### Anweisungen:
1/ Geben Sie den Textauszug zur Erbenermittlung von „Bereits seit vielen“ bis „unbekannt. Was nun?“ wortgetreu wieder.
2/ Prüfen Sie anhand des Textauszugs zur Erbenermittlung, ob die folgenden Aussagen zutreffen, und antworten Sie jeweils mit Ja oder Nein samt den ausschlaggebenden Worten als wörtlichem Zitat: (a) Rosemarie hat ein Testament hinterlassen. (b) Rosemarie besaß Immobilien in München. (c) Rosemarie wurde im Altersheim von Verwandten besucht.

### Ausgewählter Textauszug:
Bereits seit vielen Jahren wohnte sie im Altersheim, ohne jemals von einem Verwandten besucht zu werden. Als Rosemarie starb, hinterließ sie ein kleines Vermögen auf dem Konto sowie Immobilien in München. Sofort kam die Frage auf: Wer tritt ihr Erbe an? Wer ist erbberechtigt. Ein Testament hatte sie nicht gemacht. Im Folgenden erfahren Sie alles Wichtige rund um die Erbenermittlung.

Kein Testament. Erben unbekannt. Was nun?

### Erfasste Angaben:
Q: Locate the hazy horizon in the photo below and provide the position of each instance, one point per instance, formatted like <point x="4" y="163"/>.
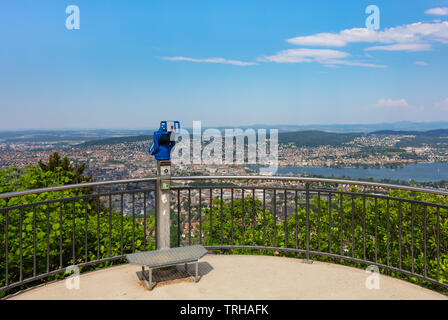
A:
<point x="130" y="65"/>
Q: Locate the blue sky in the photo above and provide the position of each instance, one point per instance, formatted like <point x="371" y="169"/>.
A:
<point x="235" y="62"/>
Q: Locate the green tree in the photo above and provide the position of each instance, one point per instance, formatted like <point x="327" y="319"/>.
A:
<point x="61" y="233"/>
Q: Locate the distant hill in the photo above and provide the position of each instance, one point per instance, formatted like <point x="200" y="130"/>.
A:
<point x="430" y="133"/>
<point x="309" y="138"/>
<point x="314" y="138"/>
<point x="117" y="140"/>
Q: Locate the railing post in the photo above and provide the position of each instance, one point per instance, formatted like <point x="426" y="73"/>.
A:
<point x="163" y="204"/>
<point x="307" y="196"/>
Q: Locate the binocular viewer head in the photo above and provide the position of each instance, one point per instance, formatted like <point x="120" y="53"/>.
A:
<point x="164" y="140"/>
<point x="170" y="126"/>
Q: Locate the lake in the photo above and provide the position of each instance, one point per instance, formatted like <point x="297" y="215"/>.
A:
<point x="421" y="172"/>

### Ergebnisse:
1/
Bereits seit vielen Jahren wohnte sie im Altersheim, ohne jemals von einem Verwandten besucht zu werden. Als Rosemarie starb, hinterließ sie ein kleines Vermögen auf dem Konto sowie Immobilien in München. Sofort kam die Frage auf: Wer tritt ihr Erbe an? Wer ist erbberechtigt. Ein Testament hatte sie nicht gemacht. Im Folgenden erfahren Sie alles Wichtige rund um die Erbenermittlung.

Kein Testament. Erben unbekannt. Was nun?

2/
(a) Nein: „Ein Testament hatte sie nicht gemacht.“
(b) Ja: „sowie Immobilien in München“
(c) Nein: „ohne jemals von einem Verwandten besucht zu werden“